TEKS BACAAN —
Minggu, Mei 31, 2015

Dari Menulis, Guru dan Siswa bikin Buku

“Yang tertulis akan mengabadi dan yang terucap akan terbawa angin.”


Menulis adalah tahap terakhir dari seorang peneliti setelah dia menelaah apa yang diteliti atau dipelajarinya. Menulis diktat, selama ini adalah kebiasaan dosen. Namun, tak ada larangan bagi seorang guru untuk membuat diktat.
Seorang guru, sebelumnya tentu belajar banyak perihal bidang atau ilmunya masing-masing. Tugas akhir untuk memperoleh gelar sarjana pun seseorang harus melalui skripsi. Ketika membuat skripsi pun, sejatinya sangat mirip dengan menyusun buku. Jadi, di masa sekarang para tentu sudah pernah menulis buku (alias skripsinya)—dimana sebelumnya mereka telah menulis banyak paper atau makalah dalam beberapa mata kuliah. 
                Sebagai seorang guru di era sekarang, tak mesti seorang guru harus membuat karya tulis ilmiah saja, tak ada salahnya jika membuat tulisan populer tentang ilmu atau bidang yang diajarkannya.  Tulisan populer, nyatanya jauh lebih menarik untuk baca orang lain, termasuk para siswa. Nah, tujuan guru menulis dalam konteks  ini adalah agar dibaca siswa.

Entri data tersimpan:
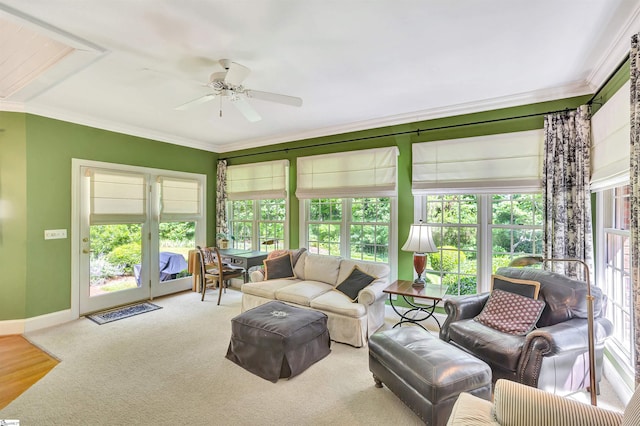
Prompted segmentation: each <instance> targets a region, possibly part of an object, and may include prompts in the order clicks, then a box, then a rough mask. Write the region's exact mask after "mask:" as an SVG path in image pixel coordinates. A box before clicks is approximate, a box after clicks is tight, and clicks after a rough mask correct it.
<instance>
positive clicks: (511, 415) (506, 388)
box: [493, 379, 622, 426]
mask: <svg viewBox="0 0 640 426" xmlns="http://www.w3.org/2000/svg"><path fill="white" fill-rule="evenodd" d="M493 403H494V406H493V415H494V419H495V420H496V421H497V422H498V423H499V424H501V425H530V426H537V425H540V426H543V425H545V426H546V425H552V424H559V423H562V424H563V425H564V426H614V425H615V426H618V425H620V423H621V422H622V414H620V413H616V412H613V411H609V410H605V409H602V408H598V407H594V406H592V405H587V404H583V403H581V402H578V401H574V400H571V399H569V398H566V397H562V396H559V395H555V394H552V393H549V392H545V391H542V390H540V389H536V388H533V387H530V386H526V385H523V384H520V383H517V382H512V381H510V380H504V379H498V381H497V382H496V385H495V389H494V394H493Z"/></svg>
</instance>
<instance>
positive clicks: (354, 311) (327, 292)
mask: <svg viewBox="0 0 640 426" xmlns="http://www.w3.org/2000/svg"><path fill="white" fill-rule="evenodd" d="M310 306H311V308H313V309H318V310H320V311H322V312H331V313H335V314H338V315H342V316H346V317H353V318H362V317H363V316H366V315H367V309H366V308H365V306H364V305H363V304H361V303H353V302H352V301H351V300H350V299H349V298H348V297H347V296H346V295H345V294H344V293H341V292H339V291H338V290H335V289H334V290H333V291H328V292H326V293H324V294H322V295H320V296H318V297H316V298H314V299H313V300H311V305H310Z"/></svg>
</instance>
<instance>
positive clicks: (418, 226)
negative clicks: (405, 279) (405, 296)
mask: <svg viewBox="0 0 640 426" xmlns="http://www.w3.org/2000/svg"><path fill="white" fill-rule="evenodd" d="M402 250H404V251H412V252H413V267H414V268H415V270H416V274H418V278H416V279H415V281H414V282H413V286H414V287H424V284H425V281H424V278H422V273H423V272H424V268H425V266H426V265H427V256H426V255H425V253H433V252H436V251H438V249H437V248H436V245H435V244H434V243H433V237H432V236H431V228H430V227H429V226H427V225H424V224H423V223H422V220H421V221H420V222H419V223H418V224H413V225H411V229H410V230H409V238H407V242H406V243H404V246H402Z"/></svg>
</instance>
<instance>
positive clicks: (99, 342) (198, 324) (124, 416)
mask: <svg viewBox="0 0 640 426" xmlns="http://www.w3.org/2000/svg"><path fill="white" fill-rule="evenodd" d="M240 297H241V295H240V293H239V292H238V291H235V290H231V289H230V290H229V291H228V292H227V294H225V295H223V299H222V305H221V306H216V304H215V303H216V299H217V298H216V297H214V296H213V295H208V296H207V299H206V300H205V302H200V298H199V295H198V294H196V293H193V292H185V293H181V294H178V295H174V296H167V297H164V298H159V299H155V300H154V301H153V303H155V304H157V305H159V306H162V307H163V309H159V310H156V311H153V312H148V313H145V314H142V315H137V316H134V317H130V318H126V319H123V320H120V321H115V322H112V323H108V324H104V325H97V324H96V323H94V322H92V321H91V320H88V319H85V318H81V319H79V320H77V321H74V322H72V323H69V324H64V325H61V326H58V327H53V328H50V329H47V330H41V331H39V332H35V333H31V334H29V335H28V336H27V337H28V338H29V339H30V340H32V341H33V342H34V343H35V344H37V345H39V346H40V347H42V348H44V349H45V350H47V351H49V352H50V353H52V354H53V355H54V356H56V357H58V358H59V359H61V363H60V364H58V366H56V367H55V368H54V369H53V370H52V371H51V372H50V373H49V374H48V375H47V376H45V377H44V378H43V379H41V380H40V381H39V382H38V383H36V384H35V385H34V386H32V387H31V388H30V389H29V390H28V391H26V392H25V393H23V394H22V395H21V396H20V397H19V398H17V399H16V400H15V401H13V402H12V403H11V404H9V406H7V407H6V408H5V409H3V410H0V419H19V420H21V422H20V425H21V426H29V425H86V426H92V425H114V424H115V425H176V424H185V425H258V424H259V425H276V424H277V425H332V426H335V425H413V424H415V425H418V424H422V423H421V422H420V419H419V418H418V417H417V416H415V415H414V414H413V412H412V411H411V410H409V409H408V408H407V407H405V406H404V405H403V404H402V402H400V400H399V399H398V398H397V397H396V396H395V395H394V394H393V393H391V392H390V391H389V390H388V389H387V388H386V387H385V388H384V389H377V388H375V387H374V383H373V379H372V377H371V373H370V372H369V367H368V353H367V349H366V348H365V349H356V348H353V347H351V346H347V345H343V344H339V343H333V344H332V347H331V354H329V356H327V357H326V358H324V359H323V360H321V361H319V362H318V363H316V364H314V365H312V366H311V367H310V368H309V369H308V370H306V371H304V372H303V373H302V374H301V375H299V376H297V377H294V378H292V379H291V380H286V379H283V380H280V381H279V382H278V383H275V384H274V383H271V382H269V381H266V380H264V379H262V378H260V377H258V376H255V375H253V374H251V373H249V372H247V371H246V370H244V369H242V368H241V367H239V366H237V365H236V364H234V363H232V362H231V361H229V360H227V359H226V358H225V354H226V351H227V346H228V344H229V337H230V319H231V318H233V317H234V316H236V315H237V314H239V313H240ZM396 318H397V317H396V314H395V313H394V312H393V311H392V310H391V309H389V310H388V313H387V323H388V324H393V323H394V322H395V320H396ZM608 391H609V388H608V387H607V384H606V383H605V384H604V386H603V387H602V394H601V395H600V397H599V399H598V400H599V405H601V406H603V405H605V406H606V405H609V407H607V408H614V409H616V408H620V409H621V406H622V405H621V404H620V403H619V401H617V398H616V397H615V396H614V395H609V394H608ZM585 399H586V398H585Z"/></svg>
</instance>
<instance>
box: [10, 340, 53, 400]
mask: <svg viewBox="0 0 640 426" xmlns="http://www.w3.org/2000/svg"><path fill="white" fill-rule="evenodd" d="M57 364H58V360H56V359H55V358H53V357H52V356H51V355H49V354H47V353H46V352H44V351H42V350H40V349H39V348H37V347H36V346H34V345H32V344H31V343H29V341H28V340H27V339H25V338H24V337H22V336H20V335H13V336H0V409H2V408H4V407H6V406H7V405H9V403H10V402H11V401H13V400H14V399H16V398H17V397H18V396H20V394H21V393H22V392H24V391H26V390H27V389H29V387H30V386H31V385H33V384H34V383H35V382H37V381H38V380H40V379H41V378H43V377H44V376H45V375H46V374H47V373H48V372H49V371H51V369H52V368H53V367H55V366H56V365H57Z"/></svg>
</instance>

KEGIATAN —
(a) Salin ulang bagian teks bacaan antara "Dari Menulis, Guru" dan "beberapa mata kuliah.", termasuk keduanya, lalu ganti "diktat" dengan "modul".
(b) Menurut teks bacaan, apa tujuan guru menulis tulisan populer tentang bidang yang diajarkannya?

JAWABAN LATIHAN —
(a)
Dari Menulis, Guru dan Siswa bikin Buku

“Yang tertulis akan mengabadi dan yang terucap akan terbawa angin.”


Menulis adalah tahap terakhir dari seorang peneliti setelah dia menelaah apa yang diteliti atau dipelajarinya. Menulis modul, selama ini adalah kebiasaan dosen. Namun, tak ada larangan bagi seorang guru untuk membuat modul.
Seorang guru, sebelumnya tentu belajar banyak perihal bidang atau ilmunya masing-masing. Tugas akhir untuk memperoleh gelar sarjana pun seseorang harus melalui skripsi. Ketika membuat skripsi pun, sejatinya sangat mirip dengan menyusun buku. Jadi, di masa sekarang para tentu sudah pernah menulis buku (alias skripsinya)—dimana sebelumnya mereka telah menulis banyak paper atau makalah dalam beberapa mata kuliah.

(b) Agar dibaca siswa.